— START Records for the task —

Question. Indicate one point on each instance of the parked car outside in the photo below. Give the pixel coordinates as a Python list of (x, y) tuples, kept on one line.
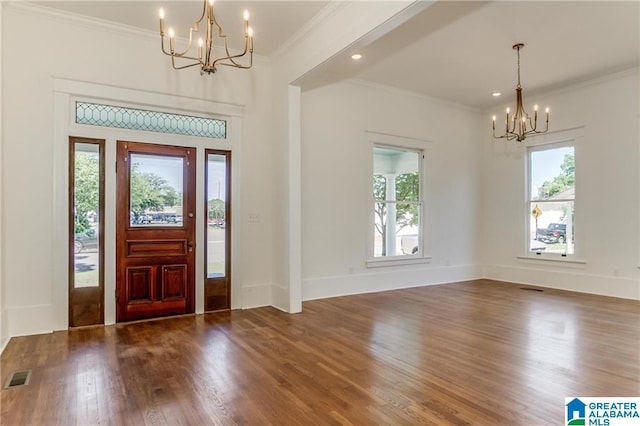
[(409, 243), (554, 233), (537, 246), (87, 240)]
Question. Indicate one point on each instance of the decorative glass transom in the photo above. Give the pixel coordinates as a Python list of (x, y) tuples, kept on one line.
[(152, 121)]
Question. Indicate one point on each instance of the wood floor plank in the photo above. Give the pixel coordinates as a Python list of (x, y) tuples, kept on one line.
[(477, 353)]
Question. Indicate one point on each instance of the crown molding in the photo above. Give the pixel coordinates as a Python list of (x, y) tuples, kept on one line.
[(91, 22), (330, 9)]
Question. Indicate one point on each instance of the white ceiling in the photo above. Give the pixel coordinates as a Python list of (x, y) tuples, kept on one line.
[(462, 51), (273, 22), (453, 50)]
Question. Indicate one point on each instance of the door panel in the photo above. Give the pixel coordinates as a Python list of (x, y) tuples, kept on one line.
[(155, 231), (217, 289), (86, 231)]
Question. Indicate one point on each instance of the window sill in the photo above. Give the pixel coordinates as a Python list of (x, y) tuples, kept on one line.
[(397, 261), (548, 258)]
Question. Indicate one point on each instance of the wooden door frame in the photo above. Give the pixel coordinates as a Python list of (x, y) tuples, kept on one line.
[(208, 282), (123, 216), (86, 295)]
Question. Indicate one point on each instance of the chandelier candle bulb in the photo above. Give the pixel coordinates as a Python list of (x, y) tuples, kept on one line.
[(171, 35), (203, 55), (521, 124)]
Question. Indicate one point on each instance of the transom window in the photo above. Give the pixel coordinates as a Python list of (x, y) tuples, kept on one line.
[(397, 201), (551, 199), (152, 121)]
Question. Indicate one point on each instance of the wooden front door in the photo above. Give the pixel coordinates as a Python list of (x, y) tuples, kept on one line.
[(155, 235)]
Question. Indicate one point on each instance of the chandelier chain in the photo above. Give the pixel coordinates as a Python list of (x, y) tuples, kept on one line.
[(518, 125)]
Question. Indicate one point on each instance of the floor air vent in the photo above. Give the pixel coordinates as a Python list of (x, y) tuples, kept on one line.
[(19, 378)]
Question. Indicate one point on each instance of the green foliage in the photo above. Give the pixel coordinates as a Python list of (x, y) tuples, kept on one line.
[(87, 180), (562, 182), (216, 209), (151, 192), (407, 189), (148, 190)]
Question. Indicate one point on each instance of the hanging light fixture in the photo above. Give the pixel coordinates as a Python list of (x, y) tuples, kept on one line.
[(204, 56), (517, 126)]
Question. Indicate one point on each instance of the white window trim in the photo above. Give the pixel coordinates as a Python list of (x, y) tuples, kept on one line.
[(556, 139), (376, 139), (66, 93)]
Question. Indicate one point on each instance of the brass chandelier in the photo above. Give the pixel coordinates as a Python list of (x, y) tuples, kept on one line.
[(517, 126), (204, 56)]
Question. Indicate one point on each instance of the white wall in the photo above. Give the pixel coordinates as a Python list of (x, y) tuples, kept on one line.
[(340, 26), (336, 186), (607, 213), (39, 47), (4, 335)]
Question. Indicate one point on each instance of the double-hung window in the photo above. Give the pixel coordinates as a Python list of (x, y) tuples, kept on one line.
[(397, 201), (551, 199)]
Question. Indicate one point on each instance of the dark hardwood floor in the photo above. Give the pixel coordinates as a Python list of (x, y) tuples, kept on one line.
[(480, 353)]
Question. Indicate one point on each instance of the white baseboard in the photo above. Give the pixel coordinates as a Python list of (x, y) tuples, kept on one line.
[(371, 282), (626, 288), (3, 344), (280, 298), (256, 296)]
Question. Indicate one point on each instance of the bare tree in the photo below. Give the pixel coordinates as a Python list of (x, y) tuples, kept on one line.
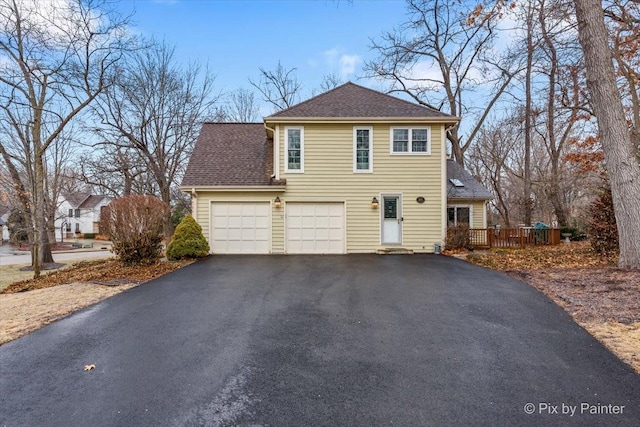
[(330, 81), (439, 57), (55, 62), (242, 106), (115, 171), (279, 87), (619, 151), (490, 160), (155, 109), (623, 19)]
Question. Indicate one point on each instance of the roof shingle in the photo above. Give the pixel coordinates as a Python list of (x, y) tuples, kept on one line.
[(471, 188), (231, 154), (352, 100)]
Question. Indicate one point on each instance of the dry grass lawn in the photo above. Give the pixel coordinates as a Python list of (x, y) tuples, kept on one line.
[(602, 298), (28, 305), (24, 312), (11, 273)]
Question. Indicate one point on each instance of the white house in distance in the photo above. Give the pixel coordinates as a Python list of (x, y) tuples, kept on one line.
[(79, 213)]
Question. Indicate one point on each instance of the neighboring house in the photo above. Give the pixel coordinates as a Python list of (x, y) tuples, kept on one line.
[(4, 217), (351, 170), (466, 198), (79, 213)]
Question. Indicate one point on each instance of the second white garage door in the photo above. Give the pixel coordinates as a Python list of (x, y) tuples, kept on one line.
[(240, 228), (315, 228)]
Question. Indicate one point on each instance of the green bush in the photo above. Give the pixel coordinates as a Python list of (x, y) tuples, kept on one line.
[(457, 237), (603, 231), (134, 225), (188, 241)]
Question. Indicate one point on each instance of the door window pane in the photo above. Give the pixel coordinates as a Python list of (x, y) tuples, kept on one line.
[(390, 208), (463, 216)]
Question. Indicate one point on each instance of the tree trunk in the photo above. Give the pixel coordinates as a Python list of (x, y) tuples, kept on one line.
[(526, 196), (165, 193), (619, 151)]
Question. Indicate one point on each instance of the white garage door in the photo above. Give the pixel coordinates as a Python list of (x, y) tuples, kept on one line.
[(315, 228), (240, 228)]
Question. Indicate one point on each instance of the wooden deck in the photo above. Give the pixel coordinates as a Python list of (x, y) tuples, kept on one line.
[(512, 237)]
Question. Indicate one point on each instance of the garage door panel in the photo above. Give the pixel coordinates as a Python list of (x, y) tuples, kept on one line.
[(240, 228), (335, 234), (262, 222), (315, 228)]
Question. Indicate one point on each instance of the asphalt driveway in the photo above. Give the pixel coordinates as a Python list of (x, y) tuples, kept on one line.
[(308, 341)]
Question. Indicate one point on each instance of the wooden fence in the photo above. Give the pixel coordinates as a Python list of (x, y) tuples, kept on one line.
[(512, 237)]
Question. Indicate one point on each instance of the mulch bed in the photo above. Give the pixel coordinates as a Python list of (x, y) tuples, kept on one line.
[(595, 294)]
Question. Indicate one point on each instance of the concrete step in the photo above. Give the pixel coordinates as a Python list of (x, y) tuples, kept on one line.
[(394, 251)]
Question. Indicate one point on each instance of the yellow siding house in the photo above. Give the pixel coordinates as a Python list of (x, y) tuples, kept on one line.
[(349, 171)]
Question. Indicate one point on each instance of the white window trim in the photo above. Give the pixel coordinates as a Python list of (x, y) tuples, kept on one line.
[(286, 149), (410, 151), (355, 149), (461, 206)]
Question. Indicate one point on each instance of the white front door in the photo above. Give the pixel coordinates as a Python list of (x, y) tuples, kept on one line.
[(391, 220)]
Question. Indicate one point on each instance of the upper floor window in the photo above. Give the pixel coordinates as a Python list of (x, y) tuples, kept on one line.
[(411, 140), (294, 151), (458, 215), (362, 149)]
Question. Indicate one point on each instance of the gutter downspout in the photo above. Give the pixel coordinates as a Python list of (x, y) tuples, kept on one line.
[(194, 204), (276, 150)]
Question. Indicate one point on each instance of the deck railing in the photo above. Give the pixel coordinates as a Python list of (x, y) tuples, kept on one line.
[(511, 237)]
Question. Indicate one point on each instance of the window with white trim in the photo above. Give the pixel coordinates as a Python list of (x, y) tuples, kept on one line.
[(458, 215), (362, 149), (294, 149), (411, 140)]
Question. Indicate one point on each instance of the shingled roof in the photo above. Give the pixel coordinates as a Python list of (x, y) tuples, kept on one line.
[(92, 201), (352, 100), (230, 154), (470, 189), (75, 199)]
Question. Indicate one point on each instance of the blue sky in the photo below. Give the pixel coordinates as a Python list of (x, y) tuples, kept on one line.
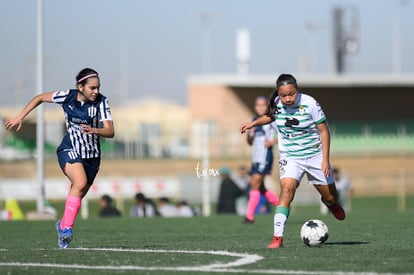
[(164, 41)]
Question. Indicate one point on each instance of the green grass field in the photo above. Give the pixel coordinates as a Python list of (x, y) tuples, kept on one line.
[(375, 238)]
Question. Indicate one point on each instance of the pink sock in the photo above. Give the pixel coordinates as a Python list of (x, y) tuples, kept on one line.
[(272, 197), (254, 198), (71, 211)]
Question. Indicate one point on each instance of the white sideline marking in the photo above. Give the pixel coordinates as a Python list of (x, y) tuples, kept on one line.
[(243, 259)]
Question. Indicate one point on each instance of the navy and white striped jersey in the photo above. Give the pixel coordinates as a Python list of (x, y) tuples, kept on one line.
[(91, 113)]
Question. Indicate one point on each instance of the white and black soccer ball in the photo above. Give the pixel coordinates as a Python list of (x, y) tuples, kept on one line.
[(314, 232)]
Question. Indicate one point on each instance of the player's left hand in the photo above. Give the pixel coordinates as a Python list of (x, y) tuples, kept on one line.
[(326, 170), (13, 122)]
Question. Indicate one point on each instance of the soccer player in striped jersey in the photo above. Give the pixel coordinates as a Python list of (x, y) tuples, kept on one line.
[(88, 117), (304, 145), (262, 138)]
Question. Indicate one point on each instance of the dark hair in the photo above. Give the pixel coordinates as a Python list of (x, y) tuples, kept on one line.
[(107, 198), (165, 199), (140, 197), (85, 74), (283, 79)]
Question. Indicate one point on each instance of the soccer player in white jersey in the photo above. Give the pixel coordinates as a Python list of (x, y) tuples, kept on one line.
[(88, 117), (262, 138), (304, 145)]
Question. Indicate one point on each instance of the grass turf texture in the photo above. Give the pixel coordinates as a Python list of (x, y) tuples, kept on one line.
[(374, 238)]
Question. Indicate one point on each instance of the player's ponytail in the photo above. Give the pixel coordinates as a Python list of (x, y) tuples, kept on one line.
[(84, 75), (283, 79)]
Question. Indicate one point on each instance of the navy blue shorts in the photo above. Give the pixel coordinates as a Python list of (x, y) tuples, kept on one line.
[(91, 166), (262, 168)]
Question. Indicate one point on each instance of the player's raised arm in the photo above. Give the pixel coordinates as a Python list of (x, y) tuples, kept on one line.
[(18, 120), (262, 120)]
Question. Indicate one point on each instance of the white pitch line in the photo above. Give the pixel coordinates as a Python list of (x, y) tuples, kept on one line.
[(192, 269), (243, 259)]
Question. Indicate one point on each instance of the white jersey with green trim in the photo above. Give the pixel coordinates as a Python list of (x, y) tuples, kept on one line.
[(297, 127)]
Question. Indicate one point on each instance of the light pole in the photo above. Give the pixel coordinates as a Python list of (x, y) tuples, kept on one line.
[(205, 19), (397, 37), (40, 129)]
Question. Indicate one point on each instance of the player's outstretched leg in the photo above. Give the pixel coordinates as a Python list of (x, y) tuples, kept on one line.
[(287, 193), (256, 183), (254, 199), (329, 197), (280, 218)]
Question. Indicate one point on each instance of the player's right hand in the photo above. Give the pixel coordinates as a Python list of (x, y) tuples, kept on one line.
[(244, 127), (12, 122)]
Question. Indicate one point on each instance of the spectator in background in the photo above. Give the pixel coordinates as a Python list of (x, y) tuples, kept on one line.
[(229, 192), (107, 210), (166, 208), (185, 210), (143, 207)]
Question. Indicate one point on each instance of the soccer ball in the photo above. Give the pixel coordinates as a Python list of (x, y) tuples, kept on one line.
[(314, 232)]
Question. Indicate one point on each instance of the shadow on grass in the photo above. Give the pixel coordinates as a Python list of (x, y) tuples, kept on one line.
[(345, 243)]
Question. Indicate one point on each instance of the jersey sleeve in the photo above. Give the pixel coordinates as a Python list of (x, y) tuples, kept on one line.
[(105, 110), (318, 116), (270, 132), (60, 96)]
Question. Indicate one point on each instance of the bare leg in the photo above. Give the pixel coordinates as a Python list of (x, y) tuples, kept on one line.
[(330, 199)]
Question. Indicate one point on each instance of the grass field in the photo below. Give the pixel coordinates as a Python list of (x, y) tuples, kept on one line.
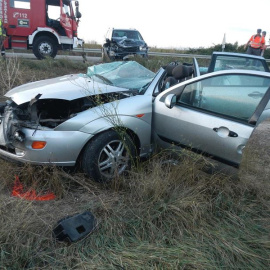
[(161, 216)]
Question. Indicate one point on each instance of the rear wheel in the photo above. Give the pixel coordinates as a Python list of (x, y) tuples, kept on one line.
[(108, 155), (44, 46)]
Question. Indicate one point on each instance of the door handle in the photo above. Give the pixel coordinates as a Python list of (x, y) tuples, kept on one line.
[(225, 132), (256, 94)]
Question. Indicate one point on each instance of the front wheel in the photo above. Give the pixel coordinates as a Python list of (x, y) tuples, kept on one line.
[(44, 46), (108, 155)]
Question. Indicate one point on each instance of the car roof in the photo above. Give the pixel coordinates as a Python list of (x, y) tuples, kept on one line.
[(238, 55)]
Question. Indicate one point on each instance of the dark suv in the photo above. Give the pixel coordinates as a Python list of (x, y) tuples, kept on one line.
[(123, 43)]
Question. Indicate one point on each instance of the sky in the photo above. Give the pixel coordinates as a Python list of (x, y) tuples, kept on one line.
[(176, 23)]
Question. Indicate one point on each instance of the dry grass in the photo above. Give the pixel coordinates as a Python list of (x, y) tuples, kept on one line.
[(164, 215)]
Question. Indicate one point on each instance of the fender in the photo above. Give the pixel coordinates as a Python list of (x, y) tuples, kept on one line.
[(43, 29), (139, 127)]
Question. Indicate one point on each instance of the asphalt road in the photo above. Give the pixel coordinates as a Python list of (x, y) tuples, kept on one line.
[(92, 59)]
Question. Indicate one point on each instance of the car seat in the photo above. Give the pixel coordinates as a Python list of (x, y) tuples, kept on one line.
[(176, 74)]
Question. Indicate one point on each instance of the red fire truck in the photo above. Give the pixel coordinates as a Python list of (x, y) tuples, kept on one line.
[(45, 26)]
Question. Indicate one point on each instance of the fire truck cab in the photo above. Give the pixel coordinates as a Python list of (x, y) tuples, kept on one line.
[(45, 26)]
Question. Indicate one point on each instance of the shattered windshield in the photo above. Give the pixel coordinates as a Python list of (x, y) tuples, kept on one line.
[(124, 74)]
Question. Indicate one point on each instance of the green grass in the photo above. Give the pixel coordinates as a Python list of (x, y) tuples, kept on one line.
[(162, 216)]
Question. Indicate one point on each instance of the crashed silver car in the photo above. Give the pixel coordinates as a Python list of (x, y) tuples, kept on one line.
[(122, 110)]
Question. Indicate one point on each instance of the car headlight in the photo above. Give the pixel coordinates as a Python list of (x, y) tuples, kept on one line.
[(143, 48)]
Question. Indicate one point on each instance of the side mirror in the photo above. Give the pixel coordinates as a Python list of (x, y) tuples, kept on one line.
[(78, 13), (170, 101)]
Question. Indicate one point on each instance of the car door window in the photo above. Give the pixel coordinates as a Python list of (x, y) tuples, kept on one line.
[(235, 96)]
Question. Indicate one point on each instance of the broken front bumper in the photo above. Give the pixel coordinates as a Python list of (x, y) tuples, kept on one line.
[(62, 148)]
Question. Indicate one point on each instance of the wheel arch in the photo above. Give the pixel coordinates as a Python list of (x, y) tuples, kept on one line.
[(45, 32), (133, 136)]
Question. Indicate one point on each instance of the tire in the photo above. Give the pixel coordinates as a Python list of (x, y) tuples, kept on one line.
[(44, 46), (108, 155)]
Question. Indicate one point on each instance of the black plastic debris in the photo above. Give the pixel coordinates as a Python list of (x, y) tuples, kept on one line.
[(74, 228)]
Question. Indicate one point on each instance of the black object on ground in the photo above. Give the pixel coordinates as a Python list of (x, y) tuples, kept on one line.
[(74, 228)]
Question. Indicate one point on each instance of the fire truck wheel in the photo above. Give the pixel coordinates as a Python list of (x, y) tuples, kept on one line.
[(44, 46)]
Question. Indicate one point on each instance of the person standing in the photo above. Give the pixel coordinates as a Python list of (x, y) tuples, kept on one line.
[(263, 46), (255, 43), (2, 38)]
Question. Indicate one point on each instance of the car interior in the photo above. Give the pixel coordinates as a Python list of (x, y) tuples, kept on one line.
[(176, 73)]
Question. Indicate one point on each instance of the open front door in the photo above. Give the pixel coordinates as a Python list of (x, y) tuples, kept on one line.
[(214, 115)]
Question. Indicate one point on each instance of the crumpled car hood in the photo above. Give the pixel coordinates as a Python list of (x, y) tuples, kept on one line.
[(125, 43), (68, 87)]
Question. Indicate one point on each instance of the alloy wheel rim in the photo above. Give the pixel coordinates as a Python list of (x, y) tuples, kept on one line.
[(113, 159)]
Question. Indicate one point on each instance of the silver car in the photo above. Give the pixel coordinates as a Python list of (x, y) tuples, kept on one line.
[(121, 110)]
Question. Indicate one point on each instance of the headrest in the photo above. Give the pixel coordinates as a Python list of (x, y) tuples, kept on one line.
[(169, 69), (182, 71)]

— END Records for the task —

Task to carry out:
Arrange everything above, from the line containing "Question. Indicate one point on each instance of the wooden door" down to the line containing "[(208, 282), (123, 216), (86, 295)]", as a Markdown table with the columns Number and Entry, leaving out blank lines.

Full output:
| Number | Entry |
|---|---|
| 1 | Question. Indicate one point on each instance of the wooden door frame in the photo above. Give the pixel coordinates as a Python list of (x, y) tuples, kept on one line. |
| 2 | [(208, 282), (123, 216), (86, 295)] |